Dataset records:
____

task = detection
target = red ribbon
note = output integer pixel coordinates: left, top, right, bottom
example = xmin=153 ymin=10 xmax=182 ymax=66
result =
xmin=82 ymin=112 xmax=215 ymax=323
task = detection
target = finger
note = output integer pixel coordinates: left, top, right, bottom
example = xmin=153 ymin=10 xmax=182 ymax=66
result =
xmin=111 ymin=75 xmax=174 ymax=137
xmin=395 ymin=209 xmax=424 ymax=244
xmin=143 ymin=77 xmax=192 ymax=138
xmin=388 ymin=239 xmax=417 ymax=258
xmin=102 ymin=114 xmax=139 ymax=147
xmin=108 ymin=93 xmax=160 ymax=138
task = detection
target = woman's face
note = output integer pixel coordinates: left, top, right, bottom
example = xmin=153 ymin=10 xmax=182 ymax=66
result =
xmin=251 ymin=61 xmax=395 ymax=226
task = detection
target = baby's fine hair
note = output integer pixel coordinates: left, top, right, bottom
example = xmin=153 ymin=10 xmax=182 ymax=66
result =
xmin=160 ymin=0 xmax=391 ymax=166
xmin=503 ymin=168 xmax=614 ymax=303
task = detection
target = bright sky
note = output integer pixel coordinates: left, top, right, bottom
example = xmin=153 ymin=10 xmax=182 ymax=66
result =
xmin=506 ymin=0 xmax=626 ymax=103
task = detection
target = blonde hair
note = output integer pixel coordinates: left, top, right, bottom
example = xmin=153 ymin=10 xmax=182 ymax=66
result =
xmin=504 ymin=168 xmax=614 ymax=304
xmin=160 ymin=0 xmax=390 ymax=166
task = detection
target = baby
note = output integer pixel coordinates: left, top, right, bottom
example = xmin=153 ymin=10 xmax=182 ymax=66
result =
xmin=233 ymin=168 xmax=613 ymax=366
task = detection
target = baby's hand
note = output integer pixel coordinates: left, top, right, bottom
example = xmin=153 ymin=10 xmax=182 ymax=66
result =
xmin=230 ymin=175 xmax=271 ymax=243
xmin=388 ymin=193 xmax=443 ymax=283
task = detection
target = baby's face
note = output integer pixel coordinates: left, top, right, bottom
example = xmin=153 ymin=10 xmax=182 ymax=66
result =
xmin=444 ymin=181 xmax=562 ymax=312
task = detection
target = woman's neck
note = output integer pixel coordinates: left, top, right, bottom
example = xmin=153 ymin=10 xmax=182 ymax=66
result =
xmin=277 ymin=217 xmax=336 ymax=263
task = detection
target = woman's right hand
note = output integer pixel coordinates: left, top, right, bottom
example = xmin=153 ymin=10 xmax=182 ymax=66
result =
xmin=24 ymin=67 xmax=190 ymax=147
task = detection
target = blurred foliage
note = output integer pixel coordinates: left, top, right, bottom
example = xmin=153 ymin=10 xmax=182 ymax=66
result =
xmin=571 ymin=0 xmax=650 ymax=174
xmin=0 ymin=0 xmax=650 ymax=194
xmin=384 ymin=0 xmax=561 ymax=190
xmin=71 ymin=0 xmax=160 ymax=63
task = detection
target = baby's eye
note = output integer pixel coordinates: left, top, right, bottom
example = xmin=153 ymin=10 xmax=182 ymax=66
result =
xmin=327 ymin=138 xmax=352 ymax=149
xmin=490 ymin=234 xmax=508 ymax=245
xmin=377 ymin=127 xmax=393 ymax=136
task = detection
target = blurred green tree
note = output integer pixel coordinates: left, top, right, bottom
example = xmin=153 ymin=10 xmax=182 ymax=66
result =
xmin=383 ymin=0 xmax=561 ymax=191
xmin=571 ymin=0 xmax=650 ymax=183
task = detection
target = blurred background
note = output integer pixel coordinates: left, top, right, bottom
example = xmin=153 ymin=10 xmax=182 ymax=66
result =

____

**WRITTEN INSTRUCTION**
Select every line of the material above that contains the string "blurred" and copy each one in full. Letter case matters.

**OUTPUT BELOW**
target = blurred foliage
target = blurred green tree
target = blurred background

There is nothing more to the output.